### 文書抜粋:
男女産み分け

 【男女産み分け】昭和61年(1986年)

 昭和61年5月31日、慶応大医学部・飯塚理八教授らのグループが、人工授精によって女児の産み分けに成功したと発表した。

 人間の性別は、1対の性染色体によって決定される。性染色体がXYであれば男性で、XXであれば女性である。受精する前の「卵子の性染色体は常に1個のX染色体を持ち、精子はX染色体を持つものと、Y染色体を持つものに分かれる」。つまり赤ん坊の性別は、受精した精子がY染色体であれば男性となり、精子がX染色体であれば女性になる。このように、赤ちゃんの性別を決定するのは精子の性染色体で、母親側の卵子は影響しない。そのため、精子のXあるいはY染色体を何らかの方法で分離できれば、男女の産み分けが可能となる。

 飯塚教授は、精子のわずかな重さの違いを利用して、男女の産み分けを可能にした。それはシリカゲルの一種であるパーコール液の中に精子を入れ、遠心分離器によって比重の重いX染色体を含んだ精子を取り出し、人工授精によって女児を産ませる方法であった。

 飯塚教授は、女児の産み分けの成功率は95%以上と発表した。さらにこの方法によって産み分けられた赤ちゃんが、すでに数十例に達していることを明らかにした。

### 作業依頼 1:
男女産み分けの文章に基づき、次の問いにそれぞれ答えてください。
(a) 飯塚教授らのグループが女児の産み分けに成功したと発表したのは、いつですか。
(b) 赤ちゃんの性別を決定するのは何ですか。
(c) 飯塚教授が発表した女児の産み分けの成功率はどれほどですか。
### 作業依頼 2:
男女産み分けの文章を、最後の文の後から書き継いでください。
以下の項目は参照しなくても差し支えありません。

### データ内容:
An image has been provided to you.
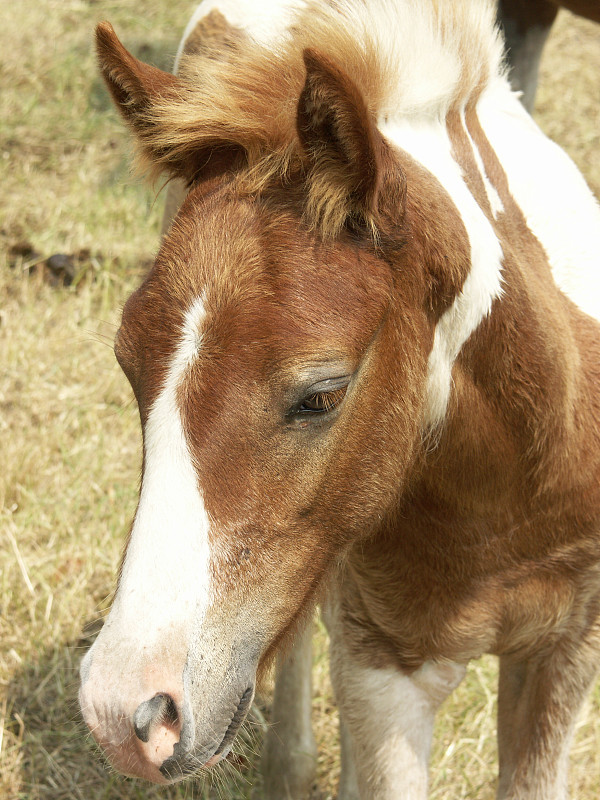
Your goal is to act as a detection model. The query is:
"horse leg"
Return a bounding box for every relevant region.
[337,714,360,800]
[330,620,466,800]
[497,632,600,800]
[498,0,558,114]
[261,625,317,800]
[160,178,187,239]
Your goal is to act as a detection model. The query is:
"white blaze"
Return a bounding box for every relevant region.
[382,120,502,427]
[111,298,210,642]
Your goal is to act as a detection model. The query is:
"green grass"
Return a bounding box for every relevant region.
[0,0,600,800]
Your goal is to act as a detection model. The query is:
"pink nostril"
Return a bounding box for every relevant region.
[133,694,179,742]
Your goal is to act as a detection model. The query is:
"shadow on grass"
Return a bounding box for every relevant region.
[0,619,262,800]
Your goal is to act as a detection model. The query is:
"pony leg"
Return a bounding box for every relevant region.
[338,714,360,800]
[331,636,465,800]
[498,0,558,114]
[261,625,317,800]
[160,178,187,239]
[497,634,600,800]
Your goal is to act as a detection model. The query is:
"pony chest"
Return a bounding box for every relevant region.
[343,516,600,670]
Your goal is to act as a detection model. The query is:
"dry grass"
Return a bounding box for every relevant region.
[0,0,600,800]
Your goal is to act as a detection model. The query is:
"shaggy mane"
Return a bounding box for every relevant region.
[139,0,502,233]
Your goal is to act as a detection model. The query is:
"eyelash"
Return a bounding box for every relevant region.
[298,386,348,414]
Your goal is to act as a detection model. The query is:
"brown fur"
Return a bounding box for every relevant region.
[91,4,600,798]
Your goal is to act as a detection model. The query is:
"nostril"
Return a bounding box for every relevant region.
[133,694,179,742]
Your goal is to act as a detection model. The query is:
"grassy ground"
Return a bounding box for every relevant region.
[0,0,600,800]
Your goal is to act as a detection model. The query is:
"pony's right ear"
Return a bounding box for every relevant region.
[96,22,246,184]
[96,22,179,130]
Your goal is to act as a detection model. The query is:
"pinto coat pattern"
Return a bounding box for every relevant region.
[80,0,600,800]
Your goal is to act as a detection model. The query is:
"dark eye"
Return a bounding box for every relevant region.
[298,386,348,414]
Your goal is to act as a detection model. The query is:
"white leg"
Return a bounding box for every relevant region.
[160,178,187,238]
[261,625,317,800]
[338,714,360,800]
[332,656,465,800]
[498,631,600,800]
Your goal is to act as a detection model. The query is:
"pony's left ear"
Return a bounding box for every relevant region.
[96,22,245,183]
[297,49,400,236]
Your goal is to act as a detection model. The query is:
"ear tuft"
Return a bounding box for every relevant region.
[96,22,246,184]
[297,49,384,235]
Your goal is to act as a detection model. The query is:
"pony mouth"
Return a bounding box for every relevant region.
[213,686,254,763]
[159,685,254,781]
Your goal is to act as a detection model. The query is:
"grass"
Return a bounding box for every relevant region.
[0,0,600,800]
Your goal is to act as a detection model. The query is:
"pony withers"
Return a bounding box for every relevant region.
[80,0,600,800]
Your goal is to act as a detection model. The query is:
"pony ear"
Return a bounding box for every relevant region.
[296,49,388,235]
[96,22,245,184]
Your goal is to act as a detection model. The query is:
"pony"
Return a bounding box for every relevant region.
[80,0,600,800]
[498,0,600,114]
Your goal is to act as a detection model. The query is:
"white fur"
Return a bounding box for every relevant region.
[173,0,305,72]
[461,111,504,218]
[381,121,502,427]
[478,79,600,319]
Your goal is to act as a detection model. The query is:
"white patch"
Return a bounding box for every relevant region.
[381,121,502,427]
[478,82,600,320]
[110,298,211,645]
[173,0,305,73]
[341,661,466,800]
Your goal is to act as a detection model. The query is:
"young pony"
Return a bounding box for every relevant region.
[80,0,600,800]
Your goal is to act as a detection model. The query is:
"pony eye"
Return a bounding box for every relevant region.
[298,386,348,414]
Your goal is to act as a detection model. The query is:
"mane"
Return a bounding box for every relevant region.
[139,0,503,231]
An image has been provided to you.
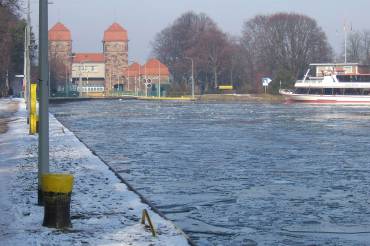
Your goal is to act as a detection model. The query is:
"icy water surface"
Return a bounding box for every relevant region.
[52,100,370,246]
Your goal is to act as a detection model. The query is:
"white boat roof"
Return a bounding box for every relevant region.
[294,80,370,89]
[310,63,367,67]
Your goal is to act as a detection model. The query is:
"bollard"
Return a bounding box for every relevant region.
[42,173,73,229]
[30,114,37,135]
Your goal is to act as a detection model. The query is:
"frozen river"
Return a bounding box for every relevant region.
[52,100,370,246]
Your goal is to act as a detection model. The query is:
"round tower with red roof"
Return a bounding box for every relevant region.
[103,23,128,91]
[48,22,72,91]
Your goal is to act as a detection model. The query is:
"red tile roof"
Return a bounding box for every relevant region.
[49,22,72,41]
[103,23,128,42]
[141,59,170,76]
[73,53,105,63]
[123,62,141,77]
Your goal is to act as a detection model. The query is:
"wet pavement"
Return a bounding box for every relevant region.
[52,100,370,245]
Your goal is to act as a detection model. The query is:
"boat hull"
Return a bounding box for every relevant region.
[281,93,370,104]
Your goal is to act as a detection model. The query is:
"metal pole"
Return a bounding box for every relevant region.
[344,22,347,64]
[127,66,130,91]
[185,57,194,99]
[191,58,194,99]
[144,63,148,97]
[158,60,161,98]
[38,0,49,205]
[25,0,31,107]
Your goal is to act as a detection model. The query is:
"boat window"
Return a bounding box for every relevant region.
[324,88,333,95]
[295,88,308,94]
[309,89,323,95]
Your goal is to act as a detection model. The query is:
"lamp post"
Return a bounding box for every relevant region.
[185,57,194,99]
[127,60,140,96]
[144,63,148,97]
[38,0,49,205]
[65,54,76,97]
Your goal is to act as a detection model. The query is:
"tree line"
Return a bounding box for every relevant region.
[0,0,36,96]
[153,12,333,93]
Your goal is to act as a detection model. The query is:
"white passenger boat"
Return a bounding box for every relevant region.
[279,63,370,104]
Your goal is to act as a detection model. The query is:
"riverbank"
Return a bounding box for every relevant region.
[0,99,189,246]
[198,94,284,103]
...
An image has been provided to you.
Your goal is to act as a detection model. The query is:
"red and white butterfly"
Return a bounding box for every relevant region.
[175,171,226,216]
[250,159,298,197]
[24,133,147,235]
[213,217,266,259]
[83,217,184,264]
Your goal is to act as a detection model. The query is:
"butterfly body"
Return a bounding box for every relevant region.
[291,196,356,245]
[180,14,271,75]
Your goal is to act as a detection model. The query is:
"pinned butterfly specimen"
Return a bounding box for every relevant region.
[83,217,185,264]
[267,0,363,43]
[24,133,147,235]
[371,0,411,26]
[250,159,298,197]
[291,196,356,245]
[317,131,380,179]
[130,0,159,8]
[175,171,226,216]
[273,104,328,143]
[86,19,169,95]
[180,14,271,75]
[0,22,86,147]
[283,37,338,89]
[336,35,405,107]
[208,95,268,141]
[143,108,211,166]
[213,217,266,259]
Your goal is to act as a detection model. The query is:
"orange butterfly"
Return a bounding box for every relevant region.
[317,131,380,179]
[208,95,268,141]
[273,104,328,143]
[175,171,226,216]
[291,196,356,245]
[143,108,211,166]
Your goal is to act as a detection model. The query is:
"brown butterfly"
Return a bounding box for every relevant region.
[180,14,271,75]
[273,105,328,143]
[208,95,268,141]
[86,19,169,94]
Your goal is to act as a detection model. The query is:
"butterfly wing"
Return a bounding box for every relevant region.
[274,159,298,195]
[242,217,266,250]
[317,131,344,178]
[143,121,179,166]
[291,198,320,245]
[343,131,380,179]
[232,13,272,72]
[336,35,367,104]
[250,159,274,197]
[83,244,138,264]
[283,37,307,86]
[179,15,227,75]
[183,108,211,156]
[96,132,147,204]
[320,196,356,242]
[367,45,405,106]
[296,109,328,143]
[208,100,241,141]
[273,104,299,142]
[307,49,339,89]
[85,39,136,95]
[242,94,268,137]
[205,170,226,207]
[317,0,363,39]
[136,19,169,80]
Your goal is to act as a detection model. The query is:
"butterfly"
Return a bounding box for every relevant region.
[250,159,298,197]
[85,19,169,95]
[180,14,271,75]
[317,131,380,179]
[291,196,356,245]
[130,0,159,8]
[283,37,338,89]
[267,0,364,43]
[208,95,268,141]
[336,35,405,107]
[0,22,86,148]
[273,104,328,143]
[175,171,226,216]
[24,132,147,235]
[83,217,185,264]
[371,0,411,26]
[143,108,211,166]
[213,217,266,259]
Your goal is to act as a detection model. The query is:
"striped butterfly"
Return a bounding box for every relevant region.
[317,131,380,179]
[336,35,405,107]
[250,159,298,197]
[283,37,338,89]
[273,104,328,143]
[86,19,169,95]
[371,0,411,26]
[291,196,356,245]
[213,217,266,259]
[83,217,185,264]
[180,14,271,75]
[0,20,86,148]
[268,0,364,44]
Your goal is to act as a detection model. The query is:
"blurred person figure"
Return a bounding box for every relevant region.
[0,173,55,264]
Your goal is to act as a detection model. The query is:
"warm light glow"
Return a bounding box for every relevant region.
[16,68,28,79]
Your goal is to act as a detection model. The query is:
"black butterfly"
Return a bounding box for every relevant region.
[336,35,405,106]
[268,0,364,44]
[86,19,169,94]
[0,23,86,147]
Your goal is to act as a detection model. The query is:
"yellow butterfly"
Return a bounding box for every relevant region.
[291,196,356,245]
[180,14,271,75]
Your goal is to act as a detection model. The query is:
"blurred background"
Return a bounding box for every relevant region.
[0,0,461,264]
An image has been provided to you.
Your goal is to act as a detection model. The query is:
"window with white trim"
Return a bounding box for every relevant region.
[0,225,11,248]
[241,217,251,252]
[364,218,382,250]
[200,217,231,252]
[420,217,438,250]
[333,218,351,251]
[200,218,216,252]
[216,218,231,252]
* * *
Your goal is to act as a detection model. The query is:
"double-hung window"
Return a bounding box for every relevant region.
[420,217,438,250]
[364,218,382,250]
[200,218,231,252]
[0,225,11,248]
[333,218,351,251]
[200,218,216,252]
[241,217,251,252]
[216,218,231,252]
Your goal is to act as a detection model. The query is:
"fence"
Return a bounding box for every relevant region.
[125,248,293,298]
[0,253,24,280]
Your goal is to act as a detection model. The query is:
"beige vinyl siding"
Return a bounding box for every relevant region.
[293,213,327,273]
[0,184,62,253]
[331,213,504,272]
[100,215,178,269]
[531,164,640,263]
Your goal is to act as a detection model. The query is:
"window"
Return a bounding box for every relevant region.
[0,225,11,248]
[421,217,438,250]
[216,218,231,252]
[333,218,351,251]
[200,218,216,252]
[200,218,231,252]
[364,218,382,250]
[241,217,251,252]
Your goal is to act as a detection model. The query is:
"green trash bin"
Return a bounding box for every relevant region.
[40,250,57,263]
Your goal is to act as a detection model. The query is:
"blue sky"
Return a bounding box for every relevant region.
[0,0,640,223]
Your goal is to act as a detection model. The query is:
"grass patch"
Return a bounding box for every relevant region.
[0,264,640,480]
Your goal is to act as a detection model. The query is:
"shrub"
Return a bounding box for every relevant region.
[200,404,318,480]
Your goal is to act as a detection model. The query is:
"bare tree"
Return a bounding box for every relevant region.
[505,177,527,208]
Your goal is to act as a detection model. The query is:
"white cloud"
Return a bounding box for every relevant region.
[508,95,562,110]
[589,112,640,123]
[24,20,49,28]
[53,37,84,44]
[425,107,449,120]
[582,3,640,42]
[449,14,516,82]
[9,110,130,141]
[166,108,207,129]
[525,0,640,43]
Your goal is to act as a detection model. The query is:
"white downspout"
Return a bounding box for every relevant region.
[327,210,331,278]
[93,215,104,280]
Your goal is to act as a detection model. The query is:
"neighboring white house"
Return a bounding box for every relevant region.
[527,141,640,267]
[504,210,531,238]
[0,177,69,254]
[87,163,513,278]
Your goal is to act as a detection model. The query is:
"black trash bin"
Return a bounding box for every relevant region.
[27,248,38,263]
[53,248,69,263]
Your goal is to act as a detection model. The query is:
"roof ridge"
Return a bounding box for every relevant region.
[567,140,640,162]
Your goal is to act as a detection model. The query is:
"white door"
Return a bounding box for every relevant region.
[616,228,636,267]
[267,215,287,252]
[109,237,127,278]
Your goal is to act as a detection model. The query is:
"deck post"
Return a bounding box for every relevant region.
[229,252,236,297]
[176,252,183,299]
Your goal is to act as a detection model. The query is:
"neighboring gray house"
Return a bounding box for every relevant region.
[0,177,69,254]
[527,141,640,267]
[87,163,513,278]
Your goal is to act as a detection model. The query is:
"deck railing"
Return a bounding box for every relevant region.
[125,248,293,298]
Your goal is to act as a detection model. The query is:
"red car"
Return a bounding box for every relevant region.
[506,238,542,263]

### 結果 1:
(a) 昭和61年(1986年)5月31日
(b) 精子の性染色体
(c) 95%以上

### 結果 2:
 この方法は、もともと血友病などの伴性劣性遺伝病の妊娠を避けるために考案された方法であるが、女の子を欲しがる夫婦にも応用したのである。しかしこの男女産み分けは生命倫理の面での議論を呼んだ。生命倫理上の議論が煮詰まらないまま、臨床応用が先行したことに懸念が生じたのである。そのため何らかの歯止めが必要となり、日本産科婦人科学会の倫理委員会は「伴性劣性遺伝性疾患を回避する場合にのみ行われるべき」とした。

 どこまでが親のエゴで、どこまでが医療なのか。いずれにしても、学会は一般人を対象とした産み分けには応用しないことにした。かつては家の世襲制度から男の子を欲しがる相談が多かったが、現在では8割が女の子を希望している。男女産み分けは、生殖技術の人間への応用に歯止めをかけるため、現在でも全面的な自粛が続いている。